REQUIRED WORK: The output should be identical to the entries that follow.

[Stored data]
========================================================================

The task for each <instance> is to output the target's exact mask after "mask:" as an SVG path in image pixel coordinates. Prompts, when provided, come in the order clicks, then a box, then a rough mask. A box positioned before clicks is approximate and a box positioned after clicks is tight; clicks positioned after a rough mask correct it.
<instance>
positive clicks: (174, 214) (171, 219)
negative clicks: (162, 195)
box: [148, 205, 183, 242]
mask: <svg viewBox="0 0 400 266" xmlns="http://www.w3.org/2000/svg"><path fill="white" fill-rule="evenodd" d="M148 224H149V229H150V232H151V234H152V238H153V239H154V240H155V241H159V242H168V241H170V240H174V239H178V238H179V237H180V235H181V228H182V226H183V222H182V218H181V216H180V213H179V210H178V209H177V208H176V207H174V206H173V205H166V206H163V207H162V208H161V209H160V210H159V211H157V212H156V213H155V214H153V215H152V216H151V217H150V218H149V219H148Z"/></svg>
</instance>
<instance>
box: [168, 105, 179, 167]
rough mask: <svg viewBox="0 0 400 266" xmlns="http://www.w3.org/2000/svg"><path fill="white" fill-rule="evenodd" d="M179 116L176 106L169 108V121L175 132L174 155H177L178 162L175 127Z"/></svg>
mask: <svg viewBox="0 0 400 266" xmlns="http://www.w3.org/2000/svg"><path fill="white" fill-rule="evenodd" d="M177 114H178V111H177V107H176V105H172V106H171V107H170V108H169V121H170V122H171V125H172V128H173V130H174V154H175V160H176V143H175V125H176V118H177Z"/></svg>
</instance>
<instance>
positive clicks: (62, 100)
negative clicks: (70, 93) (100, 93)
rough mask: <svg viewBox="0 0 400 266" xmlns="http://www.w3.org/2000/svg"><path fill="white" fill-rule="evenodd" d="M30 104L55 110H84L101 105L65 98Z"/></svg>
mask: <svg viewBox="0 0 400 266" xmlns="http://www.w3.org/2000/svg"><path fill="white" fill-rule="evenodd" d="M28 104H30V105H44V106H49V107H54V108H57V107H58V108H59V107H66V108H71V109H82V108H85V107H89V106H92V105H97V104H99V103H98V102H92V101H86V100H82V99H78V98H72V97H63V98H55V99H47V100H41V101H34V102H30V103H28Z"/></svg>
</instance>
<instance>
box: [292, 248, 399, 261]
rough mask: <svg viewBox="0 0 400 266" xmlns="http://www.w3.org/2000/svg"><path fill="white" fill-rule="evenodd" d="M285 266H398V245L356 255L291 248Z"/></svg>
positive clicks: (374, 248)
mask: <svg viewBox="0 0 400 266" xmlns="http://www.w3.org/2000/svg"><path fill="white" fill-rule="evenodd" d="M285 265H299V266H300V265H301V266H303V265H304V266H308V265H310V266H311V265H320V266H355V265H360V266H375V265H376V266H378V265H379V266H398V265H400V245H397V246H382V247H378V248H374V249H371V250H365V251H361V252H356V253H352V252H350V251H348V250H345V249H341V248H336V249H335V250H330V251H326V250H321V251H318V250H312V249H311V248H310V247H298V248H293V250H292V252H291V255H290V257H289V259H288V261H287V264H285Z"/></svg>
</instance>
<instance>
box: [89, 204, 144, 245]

========================================================================

WORKED SOLUTION:
The task for each <instance> is to output the target's exact mask after "mask:" as an SVG path in image pixel coordinates. Prompts, when provided, come in the order clicks, then a box, then a rough mask. A box positioned before clicks is approximate and a box positioned after clicks is tight; clicks positioned after a rough mask correct it.
<instance>
positive clicks: (174, 214) (171, 219)
negative clicks: (162, 195)
box: [148, 205, 183, 242]
mask: <svg viewBox="0 0 400 266" xmlns="http://www.w3.org/2000/svg"><path fill="white" fill-rule="evenodd" d="M148 224H149V229H150V232H151V234H152V238H153V239H154V240H155V241H159V242H168V241H170V240H174V239H178V238H179V237H180V235H181V228H182V226H183V222H182V218H181V216H180V213H179V210H178V209H177V208H176V207H174V206H173V205H166V206H163V207H162V208H161V209H160V210H159V211H157V212H156V213H155V214H153V215H152V216H151V217H150V218H149V219H148Z"/></svg>
</instance>
<instance>
box: [168, 105, 179, 167]
rough mask: <svg viewBox="0 0 400 266" xmlns="http://www.w3.org/2000/svg"><path fill="white" fill-rule="evenodd" d="M179 116L176 106L169 108V121L175 132L174 155H177L178 162L175 127Z"/></svg>
mask: <svg viewBox="0 0 400 266" xmlns="http://www.w3.org/2000/svg"><path fill="white" fill-rule="evenodd" d="M177 114H178V111H177V107H176V105H172V106H171V107H170V108H169V121H170V122H171V125H172V128H173V130H174V154H175V160H176V143H175V125H176V118H177Z"/></svg>
</instance>
<instance>
positive clicks: (62, 100)
negative clicks: (70, 93) (100, 93)
rough mask: <svg viewBox="0 0 400 266" xmlns="http://www.w3.org/2000/svg"><path fill="white" fill-rule="evenodd" d="M30 104L55 110H84L101 105L65 98Z"/></svg>
mask: <svg viewBox="0 0 400 266" xmlns="http://www.w3.org/2000/svg"><path fill="white" fill-rule="evenodd" d="M28 104H30V105H44V106H49V107H54V108H57V107H58V108H59V107H66V108H71V109H82V108H85V107H89V106H92V105H97V104H99V103H98V102H92V101H86V100H82V99H78V98H72V97H63V98H55V99H47V100H41V101H34V102H30V103H28Z"/></svg>
</instance>
<instance>
box: [292, 248, 399, 261]
rough mask: <svg viewBox="0 0 400 266" xmlns="http://www.w3.org/2000/svg"><path fill="white" fill-rule="evenodd" d="M285 266H398V245L356 255L291 248Z"/></svg>
positive clicks: (374, 248)
mask: <svg viewBox="0 0 400 266" xmlns="http://www.w3.org/2000/svg"><path fill="white" fill-rule="evenodd" d="M285 265H299V266H300V265H301V266H303V265H304V266H308V265H310V266H311V265H320V266H355V265H360V266H375V265H376V266H378V265H379V266H398V265H400V245H397V246H382V247H378V248H374V249H371V250H365V251H361V252H356V253H352V252H350V251H348V250H345V249H341V248H336V249H335V250H330V251H326V250H321V251H318V250H312V249H311V248H310V247H298V248H293V250H292V252H291V255H290V257H289V259H288V261H287V264H285Z"/></svg>
</instance>
<instance>
box: [89, 204, 144, 245]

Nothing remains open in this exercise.